### STATED TASK 1
Reproduce the passage on the White House energy plan verbatim, from "Obama’s climate and" up to and including "driving global warming.".

### DOCUMENT TEXT
------------------------------------------------
Just as President Donald Trump took the oath of office and the White House scrubbed its website of Obama climate change information, it posted Trump’s “America First Energy Plan,” which is replete with misinformation and specious claims about climate and energy policy.

The White House’s new energy plan repackages Trump’s campaign promises to reignite America’s declining coal industry, kill the Obama administration’s Climate Action Plan and exploit all of America’s fossil fuel reserves to achieve energy independence — an idea that ignores that America’s oil and gas is part of a truly global fossil fuels market.

President Donald Trump.
Credit: Gage Skidmore/flickr

Throughout his campaign, Trump expressed contempt for the Obama administration’s climate policies, which were critical to the success of the Paris Climate Agreement — the international pact aiming to stop global warming from reaching what the world’s scientists agree are dangerous levels.

Obama’s climate and energy policies encouraged the development of low-carbon renewable sources and discouraged the use of coal for electricity as a way to reduce the greenhouse gas emissions driving global warming.
------------------------------------------------
### STATED TASK 2
Pick out every line of the records below that contains the string "face" and copy those lines unchanged. Matching is case-sensitive.

### ENTRIES SUPPLIED
------------------------------------------------
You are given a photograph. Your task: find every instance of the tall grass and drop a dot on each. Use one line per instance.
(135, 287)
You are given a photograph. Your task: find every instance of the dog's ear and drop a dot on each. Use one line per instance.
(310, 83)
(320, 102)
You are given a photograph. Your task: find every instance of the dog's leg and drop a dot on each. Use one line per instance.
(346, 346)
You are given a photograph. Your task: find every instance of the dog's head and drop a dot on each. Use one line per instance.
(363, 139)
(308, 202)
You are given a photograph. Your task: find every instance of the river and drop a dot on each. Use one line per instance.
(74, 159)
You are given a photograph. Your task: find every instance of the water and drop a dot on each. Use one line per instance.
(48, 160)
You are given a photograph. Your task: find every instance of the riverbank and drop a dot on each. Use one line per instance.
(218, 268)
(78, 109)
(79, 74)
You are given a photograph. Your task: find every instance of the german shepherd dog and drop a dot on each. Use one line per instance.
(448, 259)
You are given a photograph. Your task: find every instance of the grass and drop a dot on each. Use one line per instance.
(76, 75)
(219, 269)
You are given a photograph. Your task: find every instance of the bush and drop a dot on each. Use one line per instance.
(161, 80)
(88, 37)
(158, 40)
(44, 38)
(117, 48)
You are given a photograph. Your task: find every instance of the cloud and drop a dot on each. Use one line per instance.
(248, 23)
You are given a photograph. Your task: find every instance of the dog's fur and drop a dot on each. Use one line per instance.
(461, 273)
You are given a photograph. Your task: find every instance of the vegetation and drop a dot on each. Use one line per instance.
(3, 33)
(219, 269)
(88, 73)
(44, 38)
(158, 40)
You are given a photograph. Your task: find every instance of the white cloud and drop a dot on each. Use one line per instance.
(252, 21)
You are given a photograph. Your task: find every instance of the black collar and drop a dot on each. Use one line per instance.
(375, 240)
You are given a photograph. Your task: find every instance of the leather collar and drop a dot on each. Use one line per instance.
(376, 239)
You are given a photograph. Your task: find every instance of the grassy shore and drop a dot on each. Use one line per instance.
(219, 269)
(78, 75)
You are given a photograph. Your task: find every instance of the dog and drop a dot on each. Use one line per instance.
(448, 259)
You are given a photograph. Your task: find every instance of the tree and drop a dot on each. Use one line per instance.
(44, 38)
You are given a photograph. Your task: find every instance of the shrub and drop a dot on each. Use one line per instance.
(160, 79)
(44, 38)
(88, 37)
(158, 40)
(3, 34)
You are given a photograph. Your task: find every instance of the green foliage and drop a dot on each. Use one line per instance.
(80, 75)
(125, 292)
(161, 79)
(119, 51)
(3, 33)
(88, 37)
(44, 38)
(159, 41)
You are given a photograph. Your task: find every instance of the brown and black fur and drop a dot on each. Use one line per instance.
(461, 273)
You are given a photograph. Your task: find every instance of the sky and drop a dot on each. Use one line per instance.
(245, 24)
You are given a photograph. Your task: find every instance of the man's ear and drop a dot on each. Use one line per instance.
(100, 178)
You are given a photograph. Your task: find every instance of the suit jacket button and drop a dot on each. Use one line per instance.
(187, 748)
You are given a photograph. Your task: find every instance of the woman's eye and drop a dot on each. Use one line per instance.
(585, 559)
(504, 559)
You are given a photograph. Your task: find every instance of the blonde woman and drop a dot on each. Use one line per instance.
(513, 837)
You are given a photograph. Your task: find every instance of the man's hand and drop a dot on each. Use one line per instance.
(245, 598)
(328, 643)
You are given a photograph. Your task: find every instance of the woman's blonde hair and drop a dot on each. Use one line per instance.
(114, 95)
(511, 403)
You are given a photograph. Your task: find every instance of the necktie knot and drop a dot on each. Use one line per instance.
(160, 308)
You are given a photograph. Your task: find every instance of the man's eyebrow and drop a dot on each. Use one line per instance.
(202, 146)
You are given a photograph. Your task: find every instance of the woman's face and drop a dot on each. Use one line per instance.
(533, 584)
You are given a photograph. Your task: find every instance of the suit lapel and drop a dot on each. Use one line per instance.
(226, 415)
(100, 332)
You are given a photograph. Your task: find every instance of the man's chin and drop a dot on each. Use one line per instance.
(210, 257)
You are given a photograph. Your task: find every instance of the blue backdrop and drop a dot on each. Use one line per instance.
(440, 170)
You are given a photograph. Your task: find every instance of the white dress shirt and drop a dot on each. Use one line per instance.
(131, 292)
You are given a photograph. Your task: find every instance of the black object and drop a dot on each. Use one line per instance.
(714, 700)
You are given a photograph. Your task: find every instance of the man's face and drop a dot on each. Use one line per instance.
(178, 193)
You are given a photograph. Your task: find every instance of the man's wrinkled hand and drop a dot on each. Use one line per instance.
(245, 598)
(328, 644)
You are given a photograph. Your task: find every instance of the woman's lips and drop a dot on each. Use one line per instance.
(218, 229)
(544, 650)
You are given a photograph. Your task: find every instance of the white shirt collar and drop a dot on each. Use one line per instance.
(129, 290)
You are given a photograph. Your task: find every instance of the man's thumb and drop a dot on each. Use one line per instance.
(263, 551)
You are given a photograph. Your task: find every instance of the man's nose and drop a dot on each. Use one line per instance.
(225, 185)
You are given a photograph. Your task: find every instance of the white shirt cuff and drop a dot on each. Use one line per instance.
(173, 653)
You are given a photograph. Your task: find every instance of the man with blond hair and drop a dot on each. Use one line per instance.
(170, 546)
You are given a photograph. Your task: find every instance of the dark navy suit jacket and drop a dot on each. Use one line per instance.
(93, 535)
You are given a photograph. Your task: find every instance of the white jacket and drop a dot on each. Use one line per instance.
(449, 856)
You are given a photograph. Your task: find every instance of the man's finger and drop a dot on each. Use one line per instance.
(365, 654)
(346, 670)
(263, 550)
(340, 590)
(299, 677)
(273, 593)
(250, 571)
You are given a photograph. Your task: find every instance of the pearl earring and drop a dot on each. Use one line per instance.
------------------------------------------------
### EXERCISE RESPONSE 1
Obama’s climate and energy policies encouraged the development of low-carbon renewable sources and discouraged the use of coal for electricity as a way to reduce the greenhouse gas emissions driving global warming.

### EXERCISE RESPONSE 2
You are given a photograph. Your task: find every instance of the woman's face and drop a dot on each. Use one line per instance.
You are given a photograph. Your task: find every instance of the man's face and drop a dot on each. Use one line per instance.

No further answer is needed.